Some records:
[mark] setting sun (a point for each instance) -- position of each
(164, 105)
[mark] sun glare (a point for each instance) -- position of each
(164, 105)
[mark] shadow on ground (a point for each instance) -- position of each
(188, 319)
* * *
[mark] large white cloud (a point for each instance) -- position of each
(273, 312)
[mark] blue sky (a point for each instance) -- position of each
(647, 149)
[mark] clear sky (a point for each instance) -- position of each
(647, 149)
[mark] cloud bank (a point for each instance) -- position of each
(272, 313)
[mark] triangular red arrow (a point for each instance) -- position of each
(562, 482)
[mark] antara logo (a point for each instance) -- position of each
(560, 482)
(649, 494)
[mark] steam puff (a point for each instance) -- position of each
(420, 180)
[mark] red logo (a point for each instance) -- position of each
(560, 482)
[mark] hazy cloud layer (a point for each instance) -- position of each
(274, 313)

● Short problem
Locate each line in the material above that contains the word "logo" and copy those lines. Treat uppercase and lowercase as different.

● Full output
[mark] antara logo (a point for each instance) -- position of each
[mark] red logo (a point for each instance) -- position of each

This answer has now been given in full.